**Job:**
Turn all the lines below into a numbered list, skipping blank lines and leaving out the pictures.

*-*-*

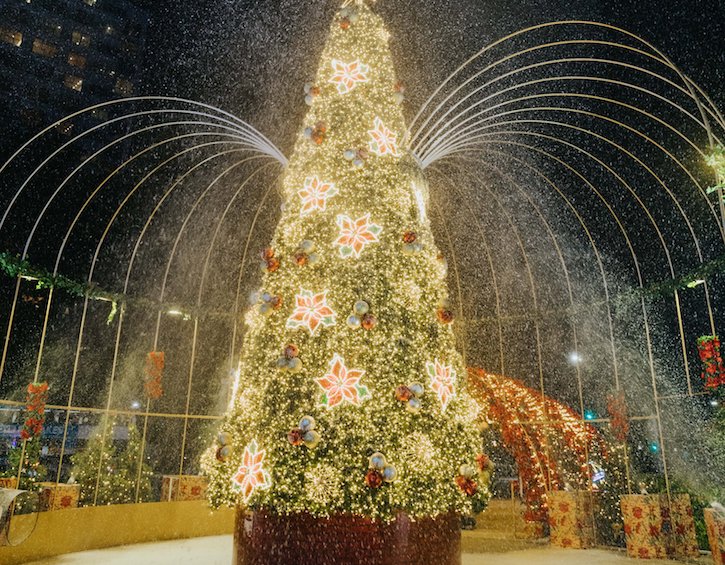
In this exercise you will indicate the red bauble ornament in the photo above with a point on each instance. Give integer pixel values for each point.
(468, 486)
(368, 322)
(445, 316)
(295, 437)
(410, 237)
(301, 258)
(483, 461)
(374, 478)
(403, 393)
(272, 264)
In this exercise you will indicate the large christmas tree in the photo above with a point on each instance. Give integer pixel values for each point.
(351, 398)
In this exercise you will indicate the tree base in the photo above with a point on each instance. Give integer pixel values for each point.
(264, 538)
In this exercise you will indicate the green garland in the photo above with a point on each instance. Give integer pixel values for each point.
(14, 267)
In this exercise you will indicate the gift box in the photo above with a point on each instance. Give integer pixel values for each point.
(645, 526)
(183, 487)
(58, 496)
(683, 542)
(571, 519)
(715, 524)
(658, 527)
(9, 482)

*-*-*

**Response to the exercise:**
1. In this exercise you will indicate the red bauble ornament in the photo above with a point on each instance. Give integer pixel values for each point.
2. (468, 486)
3. (368, 322)
4. (445, 316)
5. (295, 437)
6. (410, 237)
7. (301, 258)
8. (483, 461)
9. (374, 478)
10. (403, 393)
11. (272, 264)
12. In this exercise you will indicate the large christmas tree in the photo above with a point on each instance. Give integer pixel values for each point.
13. (351, 398)
14. In this exercise you will indicate the tree base in the photo above with a point on each instance. Give integer pixel values for each point.
15. (264, 538)
16. In this exercise you will indicate the green garland in the photo above with a point on each instance. Give integer pixel values for each point.
17. (14, 267)
18. In this exercise you will indicate the gift box in the photo above with a point on each instance. Give integer pixel values for each point.
19. (645, 526)
20. (183, 487)
21. (58, 496)
22. (683, 542)
23. (571, 519)
24. (715, 524)
25. (658, 527)
26. (9, 482)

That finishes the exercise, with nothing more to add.